Description of the task: Copy exactly the last part of the entries, starting from the line with "of the person's" and including the final line.

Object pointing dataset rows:
————

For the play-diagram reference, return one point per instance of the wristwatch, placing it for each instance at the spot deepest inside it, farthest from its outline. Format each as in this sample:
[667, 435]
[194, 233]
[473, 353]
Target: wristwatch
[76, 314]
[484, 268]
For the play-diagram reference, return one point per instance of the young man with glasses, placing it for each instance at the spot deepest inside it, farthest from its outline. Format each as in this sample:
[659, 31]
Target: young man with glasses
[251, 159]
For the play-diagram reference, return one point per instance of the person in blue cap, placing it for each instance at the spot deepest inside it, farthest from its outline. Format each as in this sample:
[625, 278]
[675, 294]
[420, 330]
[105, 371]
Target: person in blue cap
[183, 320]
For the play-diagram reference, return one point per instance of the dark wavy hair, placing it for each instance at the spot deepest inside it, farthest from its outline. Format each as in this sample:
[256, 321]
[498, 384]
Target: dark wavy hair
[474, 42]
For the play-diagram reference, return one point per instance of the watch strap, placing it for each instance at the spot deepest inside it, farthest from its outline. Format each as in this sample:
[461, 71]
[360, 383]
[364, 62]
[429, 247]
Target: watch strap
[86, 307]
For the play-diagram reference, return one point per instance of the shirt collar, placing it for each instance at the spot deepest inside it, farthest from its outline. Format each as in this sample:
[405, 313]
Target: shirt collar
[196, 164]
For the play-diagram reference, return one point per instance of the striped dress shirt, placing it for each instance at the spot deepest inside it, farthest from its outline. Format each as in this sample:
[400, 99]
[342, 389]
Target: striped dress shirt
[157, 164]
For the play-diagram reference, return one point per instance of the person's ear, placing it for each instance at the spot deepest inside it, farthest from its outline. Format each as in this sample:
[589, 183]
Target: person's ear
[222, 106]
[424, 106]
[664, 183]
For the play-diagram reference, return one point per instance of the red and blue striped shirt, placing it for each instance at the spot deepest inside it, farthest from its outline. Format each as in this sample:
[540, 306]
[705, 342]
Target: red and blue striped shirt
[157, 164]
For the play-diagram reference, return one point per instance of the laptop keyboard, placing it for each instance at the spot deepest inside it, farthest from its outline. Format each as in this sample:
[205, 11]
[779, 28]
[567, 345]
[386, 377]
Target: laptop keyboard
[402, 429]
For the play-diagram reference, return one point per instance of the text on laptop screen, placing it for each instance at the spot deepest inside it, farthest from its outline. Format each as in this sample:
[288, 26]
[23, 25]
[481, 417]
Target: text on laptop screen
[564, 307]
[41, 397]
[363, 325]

————

Solution to this problem:
For the play-diagram reference, return one point per instance of the person's ear, placing it for each instance at the spot deepest inside it, farthest from its outline. Format each as in this sample:
[589, 183]
Target: person's ear
[222, 106]
[424, 106]
[664, 183]
For the play-diagram reference, return one point per instance of the red and blue striped shirt, placing it for each instance at the spot deepest inside it, farthest from its outline. Format each as in this sample:
[540, 306]
[705, 342]
Target: red and blue striped shirt
[157, 164]
For the play-diagram reference, return one point per instance of the laptop keyboard, placing it for each instance at the spot deepest inside it, farthest from its outline. Format each as in this sample:
[205, 11]
[779, 28]
[567, 345]
[386, 377]
Target: laptop keyboard
[402, 429]
For the play-diagram reference, return one point per instance of the text on laptop screen, placing it for each instance at the spot deepest inside it, farthest from its outline. Format each as in this sample:
[288, 26]
[23, 25]
[481, 417]
Target: text on laptop screen
[564, 307]
[41, 397]
[363, 325]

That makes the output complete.